> _Task instructions_: In the entries below, find the line containing "on the rocky". Write out that line and all lines after it, exactly, and nothing else.

###

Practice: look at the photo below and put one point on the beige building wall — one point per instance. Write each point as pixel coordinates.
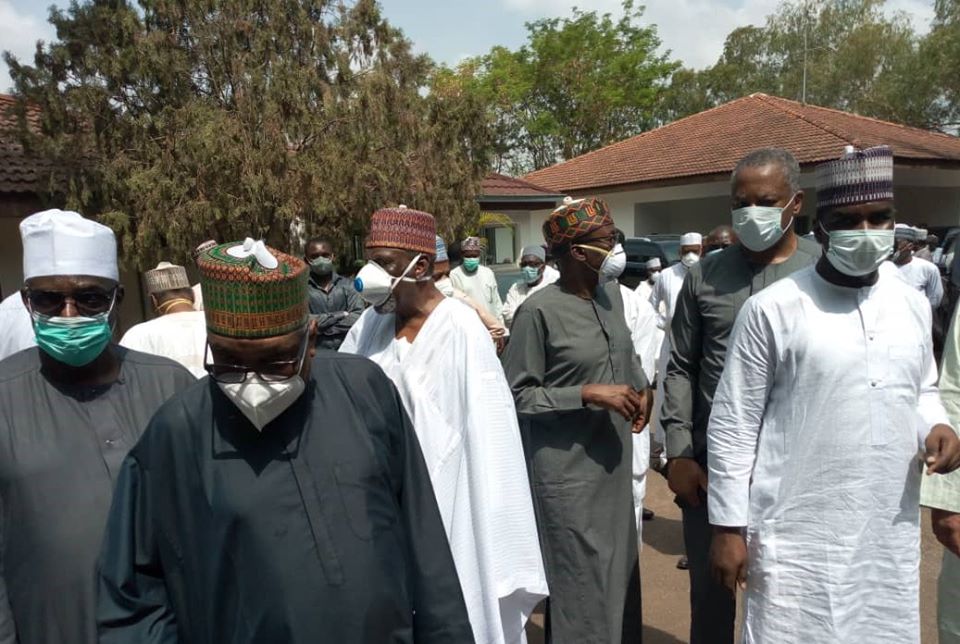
(924, 195)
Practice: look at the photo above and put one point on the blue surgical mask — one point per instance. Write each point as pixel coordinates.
(75, 341)
(530, 274)
(321, 266)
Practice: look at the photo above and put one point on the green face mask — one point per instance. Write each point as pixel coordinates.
(74, 341)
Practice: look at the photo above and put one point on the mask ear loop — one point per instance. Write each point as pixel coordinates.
(403, 276)
(789, 223)
(599, 250)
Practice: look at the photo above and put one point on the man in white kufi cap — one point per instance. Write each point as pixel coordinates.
(16, 330)
(179, 332)
(826, 409)
(89, 400)
(664, 300)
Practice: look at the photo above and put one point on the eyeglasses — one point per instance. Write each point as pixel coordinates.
(232, 374)
(92, 301)
(610, 239)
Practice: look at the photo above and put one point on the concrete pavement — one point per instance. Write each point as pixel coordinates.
(666, 614)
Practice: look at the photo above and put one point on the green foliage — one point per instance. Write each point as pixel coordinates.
(578, 84)
(856, 58)
(176, 122)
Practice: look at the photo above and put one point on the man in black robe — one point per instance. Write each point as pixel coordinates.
(70, 409)
(284, 499)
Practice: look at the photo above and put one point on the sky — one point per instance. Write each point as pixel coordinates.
(450, 30)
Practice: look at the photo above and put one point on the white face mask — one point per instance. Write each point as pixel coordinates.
(689, 259)
(858, 252)
(614, 262)
(375, 285)
(262, 401)
(758, 227)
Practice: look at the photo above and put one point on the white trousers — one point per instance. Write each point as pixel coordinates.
(641, 463)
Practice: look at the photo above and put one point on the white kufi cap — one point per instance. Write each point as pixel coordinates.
(691, 239)
(59, 242)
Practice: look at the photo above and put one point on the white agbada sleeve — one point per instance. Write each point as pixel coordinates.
(656, 297)
(929, 406)
(934, 286)
(494, 304)
(512, 303)
(737, 416)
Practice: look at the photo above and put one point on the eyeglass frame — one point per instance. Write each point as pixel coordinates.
(243, 369)
(110, 294)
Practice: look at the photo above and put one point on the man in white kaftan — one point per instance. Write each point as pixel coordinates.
(478, 282)
(646, 337)
(16, 329)
(664, 303)
(827, 398)
(454, 390)
(180, 331)
(916, 271)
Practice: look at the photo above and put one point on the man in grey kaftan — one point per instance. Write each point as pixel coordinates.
(579, 459)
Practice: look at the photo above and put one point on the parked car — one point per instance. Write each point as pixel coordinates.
(641, 249)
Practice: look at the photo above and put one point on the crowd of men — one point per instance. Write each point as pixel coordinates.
(284, 454)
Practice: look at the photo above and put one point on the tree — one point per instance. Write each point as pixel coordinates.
(175, 122)
(578, 84)
(845, 54)
(940, 56)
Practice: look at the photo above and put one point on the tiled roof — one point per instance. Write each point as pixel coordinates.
(712, 142)
(500, 185)
(18, 171)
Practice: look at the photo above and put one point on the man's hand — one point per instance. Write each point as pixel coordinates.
(686, 478)
(942, 450)
(623, 399)
(946, 527)
(728, 558)
(643, 418)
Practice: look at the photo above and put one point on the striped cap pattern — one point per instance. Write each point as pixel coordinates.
(858, 177)
(166, 277)
(575, 219)
(244, 299)
(403, 228)
(442, 255)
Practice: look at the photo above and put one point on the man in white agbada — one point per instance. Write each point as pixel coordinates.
(533, 267)
(646, 337)
(477, 281)
(664, 302)
(916, 271)
(180, 331)
(827, 399)
(440, 357)
(645, 288)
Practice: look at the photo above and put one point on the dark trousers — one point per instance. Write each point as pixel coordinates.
(713, 609)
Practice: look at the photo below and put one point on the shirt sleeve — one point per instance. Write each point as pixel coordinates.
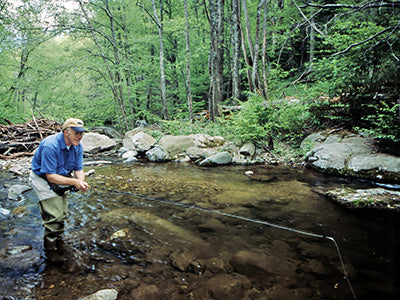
(49, 161)
(79, 159)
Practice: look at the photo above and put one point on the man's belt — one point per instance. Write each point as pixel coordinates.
(58, 189)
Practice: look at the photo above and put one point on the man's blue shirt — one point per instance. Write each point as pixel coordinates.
(53, 157)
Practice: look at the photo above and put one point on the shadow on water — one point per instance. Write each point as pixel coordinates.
(134, 237)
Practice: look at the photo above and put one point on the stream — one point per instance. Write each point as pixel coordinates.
(139, 231)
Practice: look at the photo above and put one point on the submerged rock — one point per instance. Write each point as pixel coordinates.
(366, 198)
(157, 227)
(19, 258)
(220, 158)
(107, 294)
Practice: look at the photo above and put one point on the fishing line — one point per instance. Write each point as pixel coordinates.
(209, 210)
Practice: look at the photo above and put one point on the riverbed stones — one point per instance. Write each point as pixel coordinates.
(15, 191)
(248, 150)
(157, 227)
(252, 263)
(19, 258)
(106, 294)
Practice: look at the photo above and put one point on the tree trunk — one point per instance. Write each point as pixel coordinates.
(216, 56)
(189, 92)
(113, 72)
(255, 74)
(264, 51)
(236, 44)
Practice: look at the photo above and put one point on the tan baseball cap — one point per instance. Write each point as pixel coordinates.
(75, 124)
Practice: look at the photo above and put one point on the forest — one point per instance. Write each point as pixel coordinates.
(244, 69)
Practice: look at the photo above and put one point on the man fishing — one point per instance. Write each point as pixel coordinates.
(57, 167)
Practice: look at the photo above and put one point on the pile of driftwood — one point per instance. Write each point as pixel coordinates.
(22, 139)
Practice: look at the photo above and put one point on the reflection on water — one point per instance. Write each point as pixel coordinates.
(133, 239)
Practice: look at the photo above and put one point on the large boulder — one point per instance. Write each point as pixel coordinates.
(207, 141)
(220, 158)
(95, 142)
(138, 140)
(350, 155)
(156, 154)
(174, 145)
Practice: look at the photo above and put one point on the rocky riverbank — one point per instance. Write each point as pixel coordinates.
(337, 153)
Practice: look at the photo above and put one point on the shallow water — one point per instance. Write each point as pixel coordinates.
(129, 230)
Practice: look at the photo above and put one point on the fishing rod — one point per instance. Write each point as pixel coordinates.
(218, 212)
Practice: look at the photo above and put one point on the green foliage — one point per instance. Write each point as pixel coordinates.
(286, 119)
(383, 122)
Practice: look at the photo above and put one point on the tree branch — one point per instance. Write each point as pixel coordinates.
(365, 41)
(365, 5)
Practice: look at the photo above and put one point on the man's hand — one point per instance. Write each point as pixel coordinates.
(81, 185)
(79, 182)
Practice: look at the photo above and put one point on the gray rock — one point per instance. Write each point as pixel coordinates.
(107, 294)
(220, 158)
(195, 153)
(350, 155)
(156, 154)
(130, 156)
(207, 141)
(174, 145)
(248, 150)
(138, 140)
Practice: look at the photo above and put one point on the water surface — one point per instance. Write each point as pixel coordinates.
(130, 233)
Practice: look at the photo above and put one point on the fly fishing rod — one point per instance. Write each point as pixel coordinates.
(213, 211)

###

> _Output of the task_:
Practice: look at the photo above and put one point on the rocky riverbank — one point per instance. Write each point as pixel coordinates.
(337, 153)
Practice: look at the photo above and put one point on the shallow water — one point per instance. Write each point as pixel coordinates.
(129, 230)
Practice: look at the photo above and put one point on the fishing rod — one point per instance. Write each point as pixel coordinates.
(218, 212)
Practice: look at the photo above and put one point on the green foliage — one point per instance. Write each point as pixel coordinates.
(286, 119)
(383, 122)
Practice: look at the photo above and put one point on the tree branch — one point per instance. Write each point as pixel coordinates.
(365, 41)
(365, 5)
Practice: look at the photo above and put one point on the man's hand — one point per instance. Write each point as pixel coordinates.
(81, 185)
(79, 182)
Practice: look at the photo above and put one point on the gray rock — one point per instance. Write each point as pixel coordinates.
(107, 294)
(220, 158)
(195, 153)
(350, 155)
(156, 154)
(130, 156)
(207, 141)
(174, 145)
(248, 150)
(138, 140)
Practice: look at the photo above and put one point on the water surface — one point per instance. Write each point as pixel coordinates.
(130, 233)
Practice: look at the photo above and put one point on the fly fishing rod — one point per instance. Write each point as pixel coordinates.
(213, 211)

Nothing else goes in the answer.